___ Extract provided
Joe Hampton and Alani Moore were having fun with a basketball in the DeMatha Catholic High School gymnasium a couple weeks ago, launching half-court shots and underhand shots from beyond the 3-point line — any form of trick shot — until Victor Oladipo came over and lightly scolded the pair of up-and-coming Stags.
“You can’t use that ball,” Oladipo said with a straight face, uncharacteristic of the amiable former DeMatha and Indiana University standout and recent Orlando Magic NBA Draft lottery pick. Confused, Hampton looked down at the ball and twirled it around, unsure of why exactly it was he couldn’t shoot around with it.
“Nah,” Oladipo said, though only joking now. “That ain’t Nike. You gotta use a Nike.”
This might seem like a perplexing scene to many unfamiliar with Oladipo or his past allegiances. After all, at the time, Oladipo had not yet been drafted. He had yet to accept an endorsement deal or sign on with any of basketball’s biggest companies. But to those who have known Oladipo for some time, says Team Takeover coach Keith Stevens, this wasn’t unusual at all.
______
Please write out, word for word, the part of the Victor Oladipo article starting with "Joe Hampton and" and going on through "of up-and-coming Stags.". The data after this point comes from a different source.
___ Record excerpts
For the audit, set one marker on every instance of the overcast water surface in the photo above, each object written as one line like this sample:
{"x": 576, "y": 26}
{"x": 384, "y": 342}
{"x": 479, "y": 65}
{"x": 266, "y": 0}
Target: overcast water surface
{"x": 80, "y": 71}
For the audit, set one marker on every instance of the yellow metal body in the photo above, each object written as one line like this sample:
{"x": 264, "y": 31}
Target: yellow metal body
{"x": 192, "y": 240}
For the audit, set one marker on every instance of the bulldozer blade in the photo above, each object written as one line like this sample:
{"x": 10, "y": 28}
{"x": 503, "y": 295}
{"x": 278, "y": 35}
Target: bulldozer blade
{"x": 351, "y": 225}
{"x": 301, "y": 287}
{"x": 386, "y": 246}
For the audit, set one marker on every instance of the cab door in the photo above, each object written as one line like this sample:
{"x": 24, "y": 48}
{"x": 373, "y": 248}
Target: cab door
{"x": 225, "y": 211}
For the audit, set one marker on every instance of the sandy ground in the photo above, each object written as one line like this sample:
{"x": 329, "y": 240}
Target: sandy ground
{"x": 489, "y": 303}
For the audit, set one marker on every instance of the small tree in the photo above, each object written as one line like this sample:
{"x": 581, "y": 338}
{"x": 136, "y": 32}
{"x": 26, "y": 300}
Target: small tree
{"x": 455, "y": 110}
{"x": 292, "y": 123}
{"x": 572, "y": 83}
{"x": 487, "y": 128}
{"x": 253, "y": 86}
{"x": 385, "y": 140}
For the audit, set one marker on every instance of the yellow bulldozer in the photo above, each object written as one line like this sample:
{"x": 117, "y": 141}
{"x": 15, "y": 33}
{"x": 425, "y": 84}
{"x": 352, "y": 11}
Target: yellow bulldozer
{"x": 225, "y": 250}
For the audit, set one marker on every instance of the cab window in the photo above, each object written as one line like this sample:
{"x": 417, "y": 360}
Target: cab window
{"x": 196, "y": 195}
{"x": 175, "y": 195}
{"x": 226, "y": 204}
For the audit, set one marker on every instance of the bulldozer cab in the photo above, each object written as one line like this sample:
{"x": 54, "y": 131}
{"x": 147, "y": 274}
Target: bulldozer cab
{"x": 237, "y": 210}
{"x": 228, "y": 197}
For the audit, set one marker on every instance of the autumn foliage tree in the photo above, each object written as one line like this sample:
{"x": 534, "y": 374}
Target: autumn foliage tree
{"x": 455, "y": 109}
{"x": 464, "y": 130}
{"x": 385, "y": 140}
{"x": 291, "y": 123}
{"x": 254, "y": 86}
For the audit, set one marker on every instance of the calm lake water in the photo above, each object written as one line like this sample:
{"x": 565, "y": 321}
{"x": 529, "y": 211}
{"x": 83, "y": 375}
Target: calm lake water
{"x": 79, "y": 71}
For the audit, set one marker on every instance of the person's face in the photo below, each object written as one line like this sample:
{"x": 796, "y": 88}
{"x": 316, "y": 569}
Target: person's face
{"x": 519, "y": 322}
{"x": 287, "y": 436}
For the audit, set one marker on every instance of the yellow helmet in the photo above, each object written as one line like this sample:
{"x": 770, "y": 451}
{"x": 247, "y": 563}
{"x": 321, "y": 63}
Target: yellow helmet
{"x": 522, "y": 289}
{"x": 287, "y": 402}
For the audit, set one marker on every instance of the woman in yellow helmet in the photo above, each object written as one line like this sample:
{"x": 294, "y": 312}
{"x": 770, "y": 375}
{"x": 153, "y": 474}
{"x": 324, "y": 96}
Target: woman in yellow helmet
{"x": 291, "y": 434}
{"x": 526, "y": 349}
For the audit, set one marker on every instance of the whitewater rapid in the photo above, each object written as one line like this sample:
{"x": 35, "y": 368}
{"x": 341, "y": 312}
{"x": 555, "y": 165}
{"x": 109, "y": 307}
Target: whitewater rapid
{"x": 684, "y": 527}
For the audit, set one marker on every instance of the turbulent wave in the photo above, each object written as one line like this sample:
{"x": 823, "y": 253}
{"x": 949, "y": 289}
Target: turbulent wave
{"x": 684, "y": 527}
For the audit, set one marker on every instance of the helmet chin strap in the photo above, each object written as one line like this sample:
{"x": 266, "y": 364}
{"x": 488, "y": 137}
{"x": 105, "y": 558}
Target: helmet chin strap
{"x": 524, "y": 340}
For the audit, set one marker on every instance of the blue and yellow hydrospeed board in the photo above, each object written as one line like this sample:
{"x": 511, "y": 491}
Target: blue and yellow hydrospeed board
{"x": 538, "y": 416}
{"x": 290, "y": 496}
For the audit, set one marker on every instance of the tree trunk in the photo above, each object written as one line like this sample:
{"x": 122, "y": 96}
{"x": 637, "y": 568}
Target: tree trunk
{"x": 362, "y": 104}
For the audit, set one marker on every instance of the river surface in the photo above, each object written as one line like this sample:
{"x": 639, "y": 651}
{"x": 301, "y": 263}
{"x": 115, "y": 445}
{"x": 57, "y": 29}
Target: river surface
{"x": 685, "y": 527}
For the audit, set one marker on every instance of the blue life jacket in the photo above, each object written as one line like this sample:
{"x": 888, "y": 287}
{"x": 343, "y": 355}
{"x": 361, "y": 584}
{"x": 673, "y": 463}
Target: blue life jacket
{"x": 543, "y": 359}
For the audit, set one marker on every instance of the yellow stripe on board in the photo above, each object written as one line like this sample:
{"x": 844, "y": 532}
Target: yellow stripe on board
______
§ Solution
Joe Hampton and Alani Moore were having fun with a basketball in the DeMatha Catholic High School gymnasium a couple weeks ago, launching half-court shots and underhand shots from beyond the 3-point line — any form of trick shot — until Victor Oladipo came over and lightly scolded the pair of up-and-coming Stags.